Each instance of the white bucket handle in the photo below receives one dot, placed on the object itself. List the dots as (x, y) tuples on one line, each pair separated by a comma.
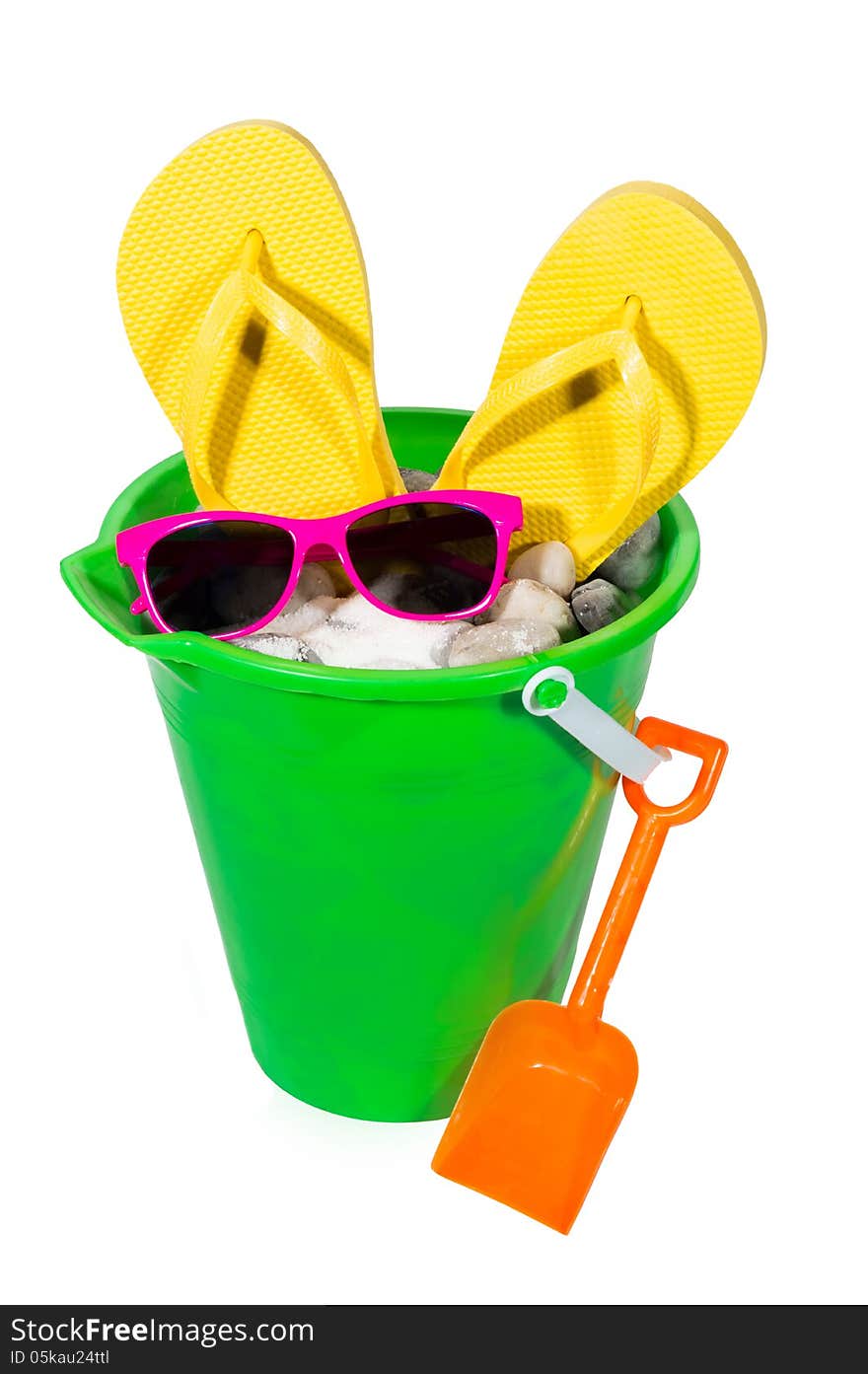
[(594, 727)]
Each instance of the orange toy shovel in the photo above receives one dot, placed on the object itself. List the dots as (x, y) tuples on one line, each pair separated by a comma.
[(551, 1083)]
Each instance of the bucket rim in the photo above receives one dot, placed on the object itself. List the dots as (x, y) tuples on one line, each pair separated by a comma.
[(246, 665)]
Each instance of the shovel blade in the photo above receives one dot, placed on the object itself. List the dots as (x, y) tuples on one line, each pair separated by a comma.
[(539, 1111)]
────────
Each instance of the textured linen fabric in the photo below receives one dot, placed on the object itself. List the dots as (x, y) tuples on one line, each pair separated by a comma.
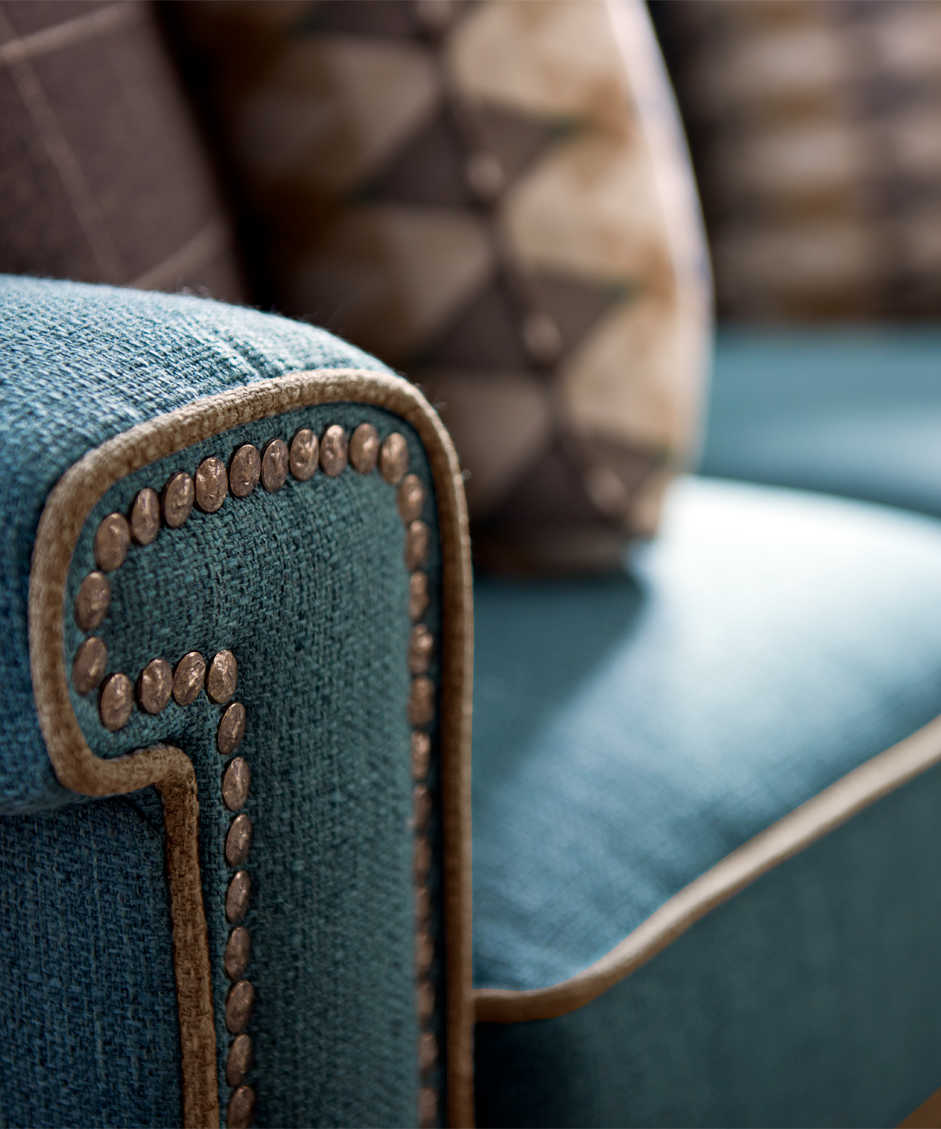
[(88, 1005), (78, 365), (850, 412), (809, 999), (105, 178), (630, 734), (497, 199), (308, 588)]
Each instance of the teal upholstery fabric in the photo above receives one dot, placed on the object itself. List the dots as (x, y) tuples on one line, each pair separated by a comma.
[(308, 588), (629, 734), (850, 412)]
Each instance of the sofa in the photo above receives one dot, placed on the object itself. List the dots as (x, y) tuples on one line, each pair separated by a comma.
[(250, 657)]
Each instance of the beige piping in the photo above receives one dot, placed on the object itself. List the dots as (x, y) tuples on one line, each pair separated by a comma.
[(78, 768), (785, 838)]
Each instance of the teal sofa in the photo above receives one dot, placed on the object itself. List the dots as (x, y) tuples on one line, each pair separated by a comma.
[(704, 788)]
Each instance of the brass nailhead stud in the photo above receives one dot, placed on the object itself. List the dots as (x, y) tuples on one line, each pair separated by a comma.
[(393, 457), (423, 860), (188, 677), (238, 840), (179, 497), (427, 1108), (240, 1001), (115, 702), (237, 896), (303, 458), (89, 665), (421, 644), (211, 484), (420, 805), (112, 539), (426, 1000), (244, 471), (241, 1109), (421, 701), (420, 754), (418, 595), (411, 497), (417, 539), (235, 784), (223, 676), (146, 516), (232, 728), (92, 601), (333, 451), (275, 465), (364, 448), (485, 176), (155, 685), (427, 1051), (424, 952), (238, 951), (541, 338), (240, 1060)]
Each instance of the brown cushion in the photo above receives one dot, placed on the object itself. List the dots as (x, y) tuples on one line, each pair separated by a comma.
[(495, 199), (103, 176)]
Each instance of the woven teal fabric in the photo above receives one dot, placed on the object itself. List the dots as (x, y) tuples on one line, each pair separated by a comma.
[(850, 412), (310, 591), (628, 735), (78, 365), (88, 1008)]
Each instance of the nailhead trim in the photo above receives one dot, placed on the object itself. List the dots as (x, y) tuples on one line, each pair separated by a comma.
────────
In the listing above, find the line containing "Each instance of the brown" and the line containing "Each instance of the nailhead", then quote both, plus every line between them, exactly as written.

▶ **Solution to this task**:
Each instance of the brown cushion in the photo above receives one dot, placed on the object itself. List the dots as (x, y) tuples on one line, each pair separated by a comma.
[(495, 199), (103, 176)]
Each instance of the woven teal fabric in the photo above receives one dot, placed on the object itself. List the dots as (x, y) tuples on one line, each pair separated by a comma.
[(850, 412), (310, 591), (628, 735), (78, 365), (88, 1008)]
Each instance of the nailhead trim in the photo above receives one dot, placed on the object itself. List the dots as (x, y) tuples on one line, each pair separated by a comma.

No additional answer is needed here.